# Information shown

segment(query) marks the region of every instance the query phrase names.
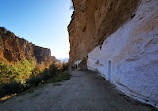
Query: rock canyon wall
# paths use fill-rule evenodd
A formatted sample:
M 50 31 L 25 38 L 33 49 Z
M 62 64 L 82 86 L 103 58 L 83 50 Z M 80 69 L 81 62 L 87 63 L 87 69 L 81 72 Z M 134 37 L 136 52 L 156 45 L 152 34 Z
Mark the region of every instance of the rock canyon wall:
M 158 1 L 72 1 L 71 66 L 84 60 L 126 95 L 158 107 Z
M 16 64 L 23 59 L 34 59 L 44 69 L 51 64 L 51 51 L 29 43 L 0 27 L 0 61 Z

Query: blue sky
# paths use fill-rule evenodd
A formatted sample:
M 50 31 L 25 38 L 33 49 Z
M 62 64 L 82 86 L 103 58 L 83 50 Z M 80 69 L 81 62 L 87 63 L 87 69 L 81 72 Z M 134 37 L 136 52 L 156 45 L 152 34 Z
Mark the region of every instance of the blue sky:
M 0 0 L 0 26 L 50 48 L 58 59 L 68 58 L 71 6 L 71 0 Z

# Directive
Output the material above verbatim, but leave out the pictures.

# Solution
segment(query) marks the region of every instance the query phrase names.
Query: rock canyon wall
# paths use fill-rule evenodd
A formatted sample:
M 50 31 L 25 38 L 33 49 Z
M 62 64 L 82 86 L 103 58 L 83 50 Z M 80 69 L 81 62 L 87 63 L 87 69 L 81 72 Z M 134 37 L 136 52 L 156 45 L 152 34 Z
Mark the region of every instance of the rock canyon wall:
M 158 1 L 72 1 L 71 66 L 84 60 L 126 95 L 158 107 Z
M 16 64 L 23 59 L 34 59 L 44 69 L 51 64 L 51 51 L 29 43 L 0 27 L 0 61 Z

Query: blue sky
# paths use fill-rule evenodd
A formatted sample:
M 50 31 L 25 38 L 33 49 Z
M 62 64 L 82 86 L 103 58 L 83 50 Z M 80 69 L 81 62 L 87 63 L 87 69 L 81 72 Z M 134 37 L 136 52 L 156 45 L 152 34 Z
Mark the region of every instance of the blue sky:
M 0 0 L 0 26 L 50 48 L 58 59 L 68 58 L 71 6 L 71 0 Z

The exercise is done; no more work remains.